• Supplied text:
Periodontology is the branch of dentistry that deals with the diseases of the soft (periodontalligament, gum) and hard tissues (bone, cementum) that surround the teeth and provide attachment to the teeth, and their treatment. The care of this connective tissue, which surrounds the teeth, provides nutrition, covers the jawbone and ensures that the teeth are fully held in the jaw, is at least as important as the teeth. Periodontal diseases that are not treated timely and correctly may cause tooth loss and the emergence of some systemic diseases.
Characteristics of Healthy Gums
• Gum bleeding never occurs during brushing.
• It is pale pink in color, matte and has a firm consistency.
• It surrounds the tooth like a collar in the neck region of the tooth, and ends in a knife-edge shape where it meets the tooth.
• There is a distance of approximately 1-1.5 mm between it and the tooth.
Causes of Gum Disease
• Inadequate Oral Hygiene: People’s lack of regular tooth brushing habits or not brushing correctly directly threatens oral hygiene. Lack of hygiene causes bacterial plaques and inflammatory diseases. Gum recession and patients ignoring bleeding gums while brushing can make the situation worse. Untreated cavities can also lead to bleeding gums and gum disease.
- Genetics: Genetic characteristics have been identified in a significant portion of gum diseases. If there are people in your family with gum disease, you can take precautions against this disease thanks to regular dentist visits and check-ups.
- Smoking: Smoking, which is the number one enemy of oral and dental health, is one of the most important factors that accelerate the course and development of gum diseases, in addition to its many harms.
- Hormonal Changes: During periods of hormonal changes such as puberty, menstruation, pregnancy and menopause, bleeding and sensitivity occur in women’s gums and their susceptibility to disease increases. During such periods, regular dentist visits, protective preventive practices and periodic maintenance are important.
- Poor and Irregular Nutrition: Since poor and irregular nutrition reduces the body’s resistance, it also invites gum bleeding and diseases, like many other diseases. As the immune system weakens, the risk of gum infection increases.
- Medication use: Birth control pills (oral contraceptives), anti-depressants and some heart medications can negatively affect oral and dental health, increase sensitivity, and can damage the gums. When using such drugs, it is important that the relevant doctor, dentist and pharmacist are informed about the issue and reach a consensus.
- Stress: Stress, which has been proven to be the predisposing cause of many diseases, is also an important risk factor for gum diseases. Stress disrupts the body’s immune system and paves the way for periodontal disease.
- Teeth grinding: Teeth grinding and jaw clenching damage the tissues that support the teeth and accelerate tissue destruction.

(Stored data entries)
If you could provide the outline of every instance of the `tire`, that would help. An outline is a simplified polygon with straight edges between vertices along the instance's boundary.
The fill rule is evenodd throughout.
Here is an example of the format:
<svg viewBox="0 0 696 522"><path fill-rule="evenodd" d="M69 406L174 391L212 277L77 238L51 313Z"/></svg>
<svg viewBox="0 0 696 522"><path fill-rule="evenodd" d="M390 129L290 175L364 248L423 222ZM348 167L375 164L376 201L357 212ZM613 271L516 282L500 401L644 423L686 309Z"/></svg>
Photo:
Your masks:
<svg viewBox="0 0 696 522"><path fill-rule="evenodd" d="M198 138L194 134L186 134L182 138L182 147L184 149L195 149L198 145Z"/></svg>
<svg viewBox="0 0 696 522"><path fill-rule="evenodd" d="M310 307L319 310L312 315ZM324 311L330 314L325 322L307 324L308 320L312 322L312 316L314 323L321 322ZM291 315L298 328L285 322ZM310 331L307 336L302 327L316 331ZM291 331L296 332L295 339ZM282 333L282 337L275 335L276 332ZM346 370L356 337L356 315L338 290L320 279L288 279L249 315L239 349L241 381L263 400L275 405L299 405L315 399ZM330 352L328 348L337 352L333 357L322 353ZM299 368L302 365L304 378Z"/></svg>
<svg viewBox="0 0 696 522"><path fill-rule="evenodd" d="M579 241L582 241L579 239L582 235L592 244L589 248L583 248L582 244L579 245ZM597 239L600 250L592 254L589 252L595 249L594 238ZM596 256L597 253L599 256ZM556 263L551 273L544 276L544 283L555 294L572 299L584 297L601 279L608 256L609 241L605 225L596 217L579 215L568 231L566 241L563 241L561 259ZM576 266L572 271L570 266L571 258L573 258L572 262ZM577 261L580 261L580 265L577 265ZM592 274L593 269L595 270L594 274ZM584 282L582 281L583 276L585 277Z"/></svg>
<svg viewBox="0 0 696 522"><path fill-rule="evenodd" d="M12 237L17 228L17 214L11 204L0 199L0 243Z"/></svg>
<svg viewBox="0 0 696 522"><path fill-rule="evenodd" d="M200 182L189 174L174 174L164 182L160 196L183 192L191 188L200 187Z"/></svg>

==

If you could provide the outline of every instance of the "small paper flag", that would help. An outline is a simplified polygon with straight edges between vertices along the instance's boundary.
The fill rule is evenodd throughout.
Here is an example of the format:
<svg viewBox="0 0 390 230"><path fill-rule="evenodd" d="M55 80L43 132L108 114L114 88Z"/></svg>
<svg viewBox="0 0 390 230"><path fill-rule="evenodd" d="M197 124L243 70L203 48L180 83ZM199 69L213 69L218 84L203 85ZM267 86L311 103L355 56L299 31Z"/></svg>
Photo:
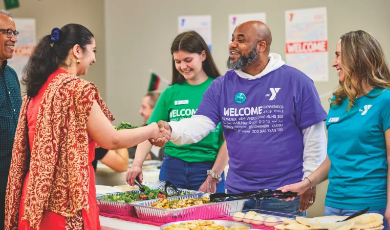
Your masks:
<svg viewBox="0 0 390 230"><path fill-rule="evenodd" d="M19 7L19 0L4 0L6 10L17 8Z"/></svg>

• Problems to solve:
1. In the text on gum health, what distance separates healthy gums from the tooth?
2. Transcribe the part of the text on gum health that opens with the words containing "- Genetics: Genetic" and closes with "visits and check-ups.".

• Answers below:
1. Approximately 1-1.5 mm.

2.
- Genetics: Genetic characteristics have been identified in a significant portion of gum diseases. If there are people in your family with gum disease, you can take precautions against this disease thanks to regular dentist visits and check-ups.